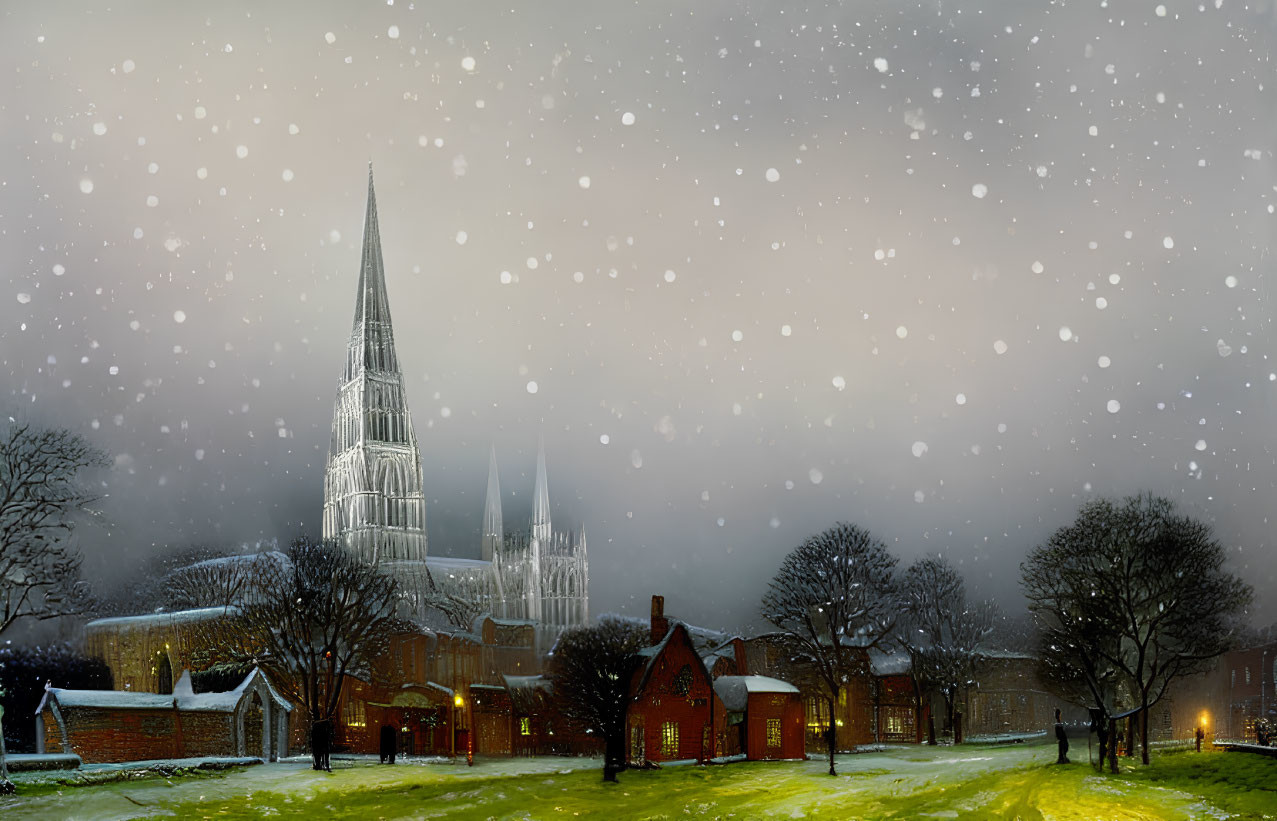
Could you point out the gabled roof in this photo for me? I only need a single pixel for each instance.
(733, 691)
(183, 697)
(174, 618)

---

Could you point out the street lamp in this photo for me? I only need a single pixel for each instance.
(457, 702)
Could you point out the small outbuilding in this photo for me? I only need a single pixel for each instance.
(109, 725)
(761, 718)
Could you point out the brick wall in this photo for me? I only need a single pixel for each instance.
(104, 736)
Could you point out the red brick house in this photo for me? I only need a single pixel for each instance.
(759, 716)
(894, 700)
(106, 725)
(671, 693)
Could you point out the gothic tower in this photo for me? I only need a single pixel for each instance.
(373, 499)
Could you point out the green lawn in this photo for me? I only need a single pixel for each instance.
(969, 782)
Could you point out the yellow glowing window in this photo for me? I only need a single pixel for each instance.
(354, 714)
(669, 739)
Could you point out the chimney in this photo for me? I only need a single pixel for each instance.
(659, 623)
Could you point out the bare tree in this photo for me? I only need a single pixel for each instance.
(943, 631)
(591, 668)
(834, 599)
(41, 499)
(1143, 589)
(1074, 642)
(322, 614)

§ **Task objective**:
How many lines in the items above contain the string "brick"? Reply with the number only.

§ **Exercise result**:
2